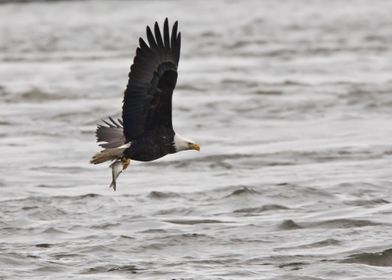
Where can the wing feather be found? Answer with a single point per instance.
(152, 79)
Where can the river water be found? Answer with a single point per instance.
(291, 103)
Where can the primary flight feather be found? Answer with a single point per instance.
(145, 132)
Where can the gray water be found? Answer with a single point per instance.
(291, 103)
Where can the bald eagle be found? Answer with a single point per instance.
(145, 132)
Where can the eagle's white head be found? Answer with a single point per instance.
(182, 144)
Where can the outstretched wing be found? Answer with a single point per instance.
(152, 79)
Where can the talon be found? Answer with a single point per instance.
(125, 161)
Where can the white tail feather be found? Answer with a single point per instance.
(109, 154)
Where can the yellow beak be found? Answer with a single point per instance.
(195, 147)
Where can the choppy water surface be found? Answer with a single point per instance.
(290, 100)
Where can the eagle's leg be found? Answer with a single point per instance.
(118, 166)
(125, 161)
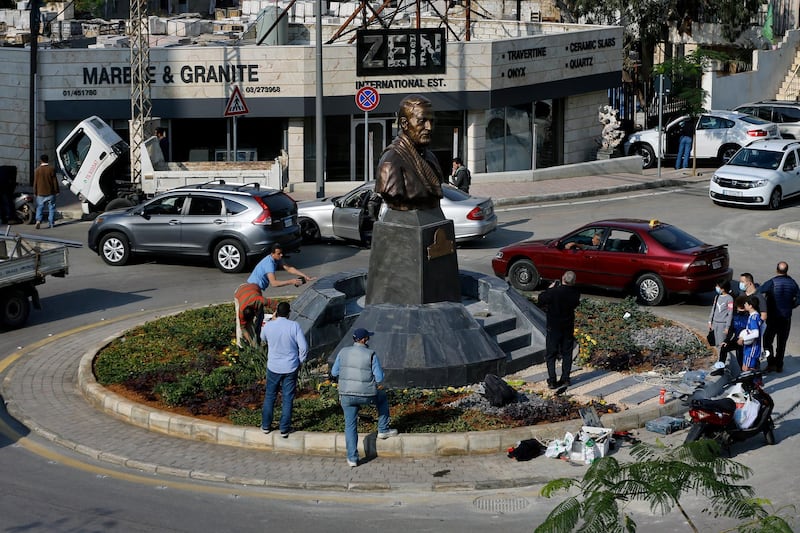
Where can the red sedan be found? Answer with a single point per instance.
(647, 257)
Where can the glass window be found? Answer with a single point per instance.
(167, 205)
(202, 205)
(508, 138)
(623, 241)
(234, 208)
(674, 239)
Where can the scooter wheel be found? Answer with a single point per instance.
(769, 436)
(695, 432)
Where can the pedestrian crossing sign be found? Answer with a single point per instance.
(236, 104)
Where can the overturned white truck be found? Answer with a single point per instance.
(95, 164)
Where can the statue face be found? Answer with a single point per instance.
(418, 125)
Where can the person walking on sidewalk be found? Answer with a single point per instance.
(45, 188)
(719, 321)
(287, 349)
(784, 295)
(685, 143)
(360, 383)
(461, 177)
(560, 300)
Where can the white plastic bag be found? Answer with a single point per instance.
(557, 447)
(746, 415)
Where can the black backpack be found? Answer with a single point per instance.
(525, 450)
(497, 391)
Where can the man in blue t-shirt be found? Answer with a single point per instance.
(264, 273)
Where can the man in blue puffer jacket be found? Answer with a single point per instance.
(784, 295)
(360, 377)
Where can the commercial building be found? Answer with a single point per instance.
(515, 96)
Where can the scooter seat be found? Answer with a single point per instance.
(725, 405)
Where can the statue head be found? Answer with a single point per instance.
(415, 119)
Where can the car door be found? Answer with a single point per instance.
(202, 221)
(156, 227)
(579, 260)
(346, 213)
(619, 260)
(790, 174)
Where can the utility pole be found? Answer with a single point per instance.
(141, 106)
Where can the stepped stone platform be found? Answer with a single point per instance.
(493, 329)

+ + + + + + +

▸ **EXERCISE BRIEF**
Please quote all of the items above word for word, leaving out the pictures.

▸ **CORRECT RESPONSE**
Where can the wing feather be found? Answer with a single point per instance.
(152, 79)
Where can the river water be found? Answer with a single point per instance.
(291, 103)
Where can the primary flight feather be found? Answer with a single point per instance.
(145, 132)
Where can the gray water be found? Answer with a single point per instance.
(291, 103)
Where can the bald eagle be found? Answer with a single point per instance.
(145, 132)
Where can the eagle's white head be found? Answer with a single point per instance.
(182, 144)
Where can the outstretched wing be found? Answer with a single point per instance.
(152, 79)
Where can the talon be found? Answer with a single point per instance.
(125, 161)
Where can the white tail feather be found? Answer with a single point per instance.
(109, 154)
Where can the yellow beak be found? Answer with a single point per instance.
(195, 147)
Where can the choppy water surface be found? Answer with a single point per instance.
(290, 100)
Where can the eagle's leg be found? Answer with a single point per instance.
(118, 166)
(125, 161)
Where can the red sedan be found? Answer with a single point per instance.
(647, 257)
Where can the glass window be found? Answer with a single point per instance.
(167, 205)
(202, 205)
(508, 138)
(623, 241)
(234, 208)
(674, 239)
Where can the scooter wheel be found? Answer with a single point per instance.
(769, 436)
(695, 432)
Where can the pedestrian crossing sign be found? Answer with a single point per instance.
(236, 104)
Where can the overturned white truck be found? Answer with a single point per instance.
(95, 164)
Where can the statue face be found? Answer with a single point per instance.
(418, 125)
Where can the person walking on sidewalk be found? Answer with a single point per instance.
(45, 188)
(719, 321)
(287, 349)
(784, 295)
(685, 143)
(360, 383)
(461, 177)
(560, 300)
Where can the white plastic bag be found? Answer with a single point per instance.
(557, 447)
(746, 415)
Where can the black backpack be found? Answer with a single point per instance.
(525, 450)
(497, 391)
Where can the man in blue t-shirt be found? Answer with a single point per instance.
(264, 273)
Where can the man in blue puffer jacket be found? Answer with a single point per instance.
(784, 295)
(360, 377)
Where can the commercial building be found? Answer with a single point per instance.
(515, 96)
Where can the scooter seat be found? Answer with a single point per instance.
(725, 405)
Where can the statue head be found? Answer with a single point per instance.
(415, 119)
Where can the car door be found? Answer with a single point per instance.
(202, 221)
(156, 227)
(579, 260)
(346, 213)
(619, 260)
(790, 174)
Where can the utility pole be found? Answer with a single point per instance.
(141, 106)
Where can the stepped stone platform be found? Answer with a single point per instance.
(493, 329)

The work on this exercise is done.